## [Data]
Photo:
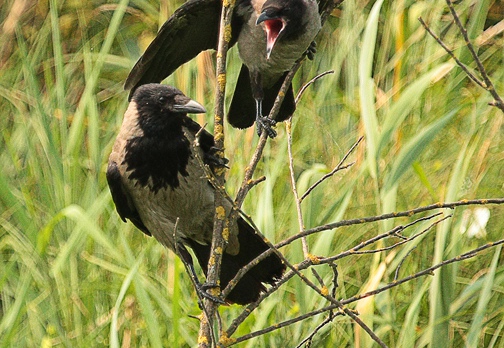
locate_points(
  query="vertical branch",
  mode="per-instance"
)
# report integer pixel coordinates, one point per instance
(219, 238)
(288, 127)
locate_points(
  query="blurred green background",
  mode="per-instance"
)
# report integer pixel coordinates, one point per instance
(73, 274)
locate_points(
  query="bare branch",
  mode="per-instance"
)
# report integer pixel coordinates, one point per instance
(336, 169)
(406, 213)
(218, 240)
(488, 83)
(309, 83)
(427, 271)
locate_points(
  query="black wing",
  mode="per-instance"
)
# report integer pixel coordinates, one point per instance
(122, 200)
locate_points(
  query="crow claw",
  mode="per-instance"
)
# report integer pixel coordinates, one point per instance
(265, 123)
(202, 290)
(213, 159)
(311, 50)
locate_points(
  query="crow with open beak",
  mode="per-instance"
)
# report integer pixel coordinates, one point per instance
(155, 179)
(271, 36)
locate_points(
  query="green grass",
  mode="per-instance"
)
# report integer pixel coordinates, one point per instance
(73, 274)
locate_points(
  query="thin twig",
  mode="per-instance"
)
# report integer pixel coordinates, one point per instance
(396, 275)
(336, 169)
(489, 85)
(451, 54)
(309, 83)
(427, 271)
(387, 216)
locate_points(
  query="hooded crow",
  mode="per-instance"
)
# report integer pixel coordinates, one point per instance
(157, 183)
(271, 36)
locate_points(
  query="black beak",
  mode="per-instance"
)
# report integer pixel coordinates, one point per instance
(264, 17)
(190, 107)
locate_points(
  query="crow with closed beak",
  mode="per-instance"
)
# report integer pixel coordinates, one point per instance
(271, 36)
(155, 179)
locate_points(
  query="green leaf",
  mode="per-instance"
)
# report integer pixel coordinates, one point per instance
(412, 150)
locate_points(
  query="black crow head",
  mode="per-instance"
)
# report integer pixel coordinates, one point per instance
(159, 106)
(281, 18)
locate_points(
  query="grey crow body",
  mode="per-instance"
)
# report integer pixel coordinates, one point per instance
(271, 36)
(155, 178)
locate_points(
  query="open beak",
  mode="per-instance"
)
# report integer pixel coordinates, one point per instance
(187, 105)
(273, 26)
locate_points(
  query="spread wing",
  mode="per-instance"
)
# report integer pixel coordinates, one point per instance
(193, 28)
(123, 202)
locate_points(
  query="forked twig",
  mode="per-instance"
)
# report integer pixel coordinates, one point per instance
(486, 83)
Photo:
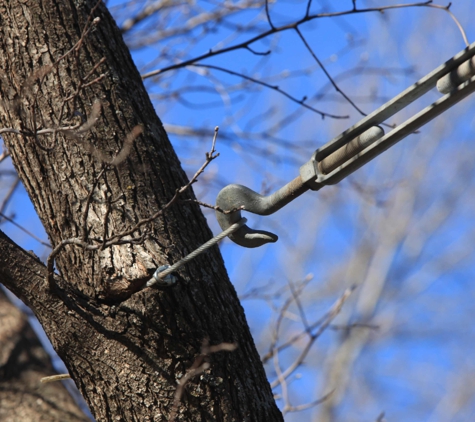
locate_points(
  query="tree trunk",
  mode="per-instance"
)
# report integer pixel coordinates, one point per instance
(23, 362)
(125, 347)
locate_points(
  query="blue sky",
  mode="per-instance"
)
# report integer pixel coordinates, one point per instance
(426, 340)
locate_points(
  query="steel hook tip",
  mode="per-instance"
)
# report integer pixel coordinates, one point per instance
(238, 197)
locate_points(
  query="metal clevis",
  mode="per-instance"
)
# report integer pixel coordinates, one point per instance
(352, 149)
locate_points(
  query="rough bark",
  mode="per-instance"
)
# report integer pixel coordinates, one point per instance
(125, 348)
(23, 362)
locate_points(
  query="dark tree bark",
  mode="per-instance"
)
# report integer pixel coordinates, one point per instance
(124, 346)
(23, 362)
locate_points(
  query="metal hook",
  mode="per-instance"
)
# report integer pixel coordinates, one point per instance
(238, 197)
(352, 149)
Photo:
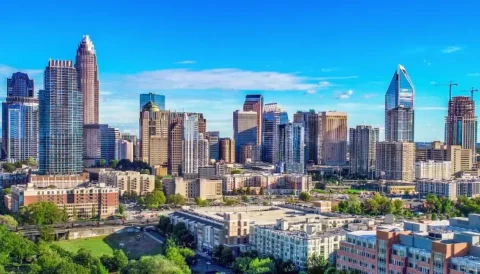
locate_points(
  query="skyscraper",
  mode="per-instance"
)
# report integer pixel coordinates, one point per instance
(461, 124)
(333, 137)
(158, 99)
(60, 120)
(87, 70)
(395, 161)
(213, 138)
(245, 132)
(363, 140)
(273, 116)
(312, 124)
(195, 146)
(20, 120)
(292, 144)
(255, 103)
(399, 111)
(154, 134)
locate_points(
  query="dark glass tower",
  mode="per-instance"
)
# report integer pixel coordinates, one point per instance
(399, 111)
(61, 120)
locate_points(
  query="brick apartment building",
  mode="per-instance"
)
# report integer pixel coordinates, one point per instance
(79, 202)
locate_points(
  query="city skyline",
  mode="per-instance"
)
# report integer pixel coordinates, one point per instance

## [Goal of the exercise]
Go through the entries and retype each one exactly, skipping any image.

## [Response area]
Photo:
locate_points(
  query="vertical branch",
  mode="per-instance"
)
# report integer pixel coordinates, one point per instance
(219, 238)
(288, 127)
locate_points(
  query="blurred green background",
  mode="per-instance"
)
# report integer pixel coordinates, one point per instance
(73, 274)
locate_points(
  query="bare branch",
  mode="per-instance"
)
# report integer pixel coordinates, one point per instance
(336, 169)
(406, 213)
(218, 240)
(488, 83)
(309, 83)
(427, 271)
locate_points(
  query="black wing",
  mode="per-instance"
)
# report integer pixel coordinates, one point per instance
(122, 200)
locate_points(
  query="crow claw",
  mode="per-instance"
)
# report integer pixel coordinates, one point per instance
(265, 123)
(202, 290)
(213, 159)
(311, 50)
locate_points(
  query="crow with open beak",
  mode="per-instance"
)
# report integer pixel coordinates, one point per instance
(155, 179)
(271, 36)
locate_points(
  query="green grass",
  mode="per-instance"
)
# report integer pixel coordinates, one point per instance
(73, 274)
locate_points(
  query="thin twig",
  mode="per-instance"
)
# report integer pixel coordinates, one point per instance
(396, 275)
(336, 169)
(489, 85)
(451, 54)
(309, 83)
(427, 271)
(387, 216)
locate_points(
  query="hooded crow",
  mode="per-instance"
)
# report integer pixel coordinates, one point per instance
(157, 183)
(271, 36)
locate_points(
  query="black beak",
  mode="per-instance"
)
# report integer pixel coordinates, one point per instance
(264, 17)
(190, 107)
locate_points(
  query="crow with closed beak",
  mode="per-instance"
)
# report integer pixel coordinates, one point per instance
(271, 36)
(155, 179)
locate_points(
  query="green leaf",
  mode="per-instance"
)
# report integer pixel coordinates, one point per instance
(412, 150)
locate_points(
  query="black crow head",
  mode="per-instance"
)
# report integer pixel coordinates, one point per instance
(159, 106)
(281, 18)
locate_points(
  query="grey crow body",
  mode="per-instance"
)
# report integer pixel coordinates, one point per instance
(271, 36)
(155, 178)
locate_points(
  query="open beak",
  mode="per-instance"
)
# report integer pixel coordinates, one point per instance
(187, 105)
(273, 26)
locate_points(
  query="spread wing",
  mode="per-instance"
)
# report integer pixel coordinates, one point per instance
(193, 28)
(123, 202)
locate_points(
  query="forked twig",
  mode="per-instance"
)
# report integer pixel coordinates, one point per instance
(486, 83)
Photo:
locate_points(
  query="tree trunk",
  mode="per-instance"
)
# report integer pixel coordinates, one point per instance
(23, 362)
(125, 347)
locate_points(
  query="blue sky",
  mode="per-instance"
)
# report integer pixel coordinates, one point per instance
(426, 340)
locate_points(
  query="steel hook tip",
  mode="per-instance"
)
# report integer pixel coordinates, one point per instance
(238, 197)
locate_points(
  query="metal clevis",
  mode="per-instance"
)
# report integer pixel coordinates, one point per instance
(352, 149)
locate_points(
  query="rough bark",
  mode="per-instance"
)
# report integer pixel coordinates, one point per instance
(125, 348)
(23, 362)
locate_points(
  query="dark tree bark",
  mode="per-instance"
)
# report integer pixel coordinates, one point per instance
(124, 346)
(23, 362)
locate_points(
  query="metal hook",
  mode="per-instance"
)
# report integer pixel coordinates, one point per instance
(238, 197)
(352, 149)
Photo:
locate_points(
  query="skyscraper",
  mode="per-instance"
)
# report integer pixel coordinates, one point per instance
(461, 124)
(333, 137)
(158, 99)
(60, 120)
(87, 70)
(395, 161)
(213, 138)
(245, 132)
(363, 140)
(273, 116)
(312, 124)
(195, 146)
(20, 120)
(292, 144)
(255, 103)
(399, 111)
(154, 134)
locate_points(
  query="dark glass tower",
  mode="per-instance"
)
# report integer pixel coordinates, one point per instance
(399, 111)
(61, 120)
locate_points(
  query="brick apartment building",
  mode="per-instance"
)
# report integer pixel coordinates, one point per instance
(79, 202)
locate_points(
  query="city skyline",
  mode="per-instance"
)
# report integer pixel coordinates, one point per instance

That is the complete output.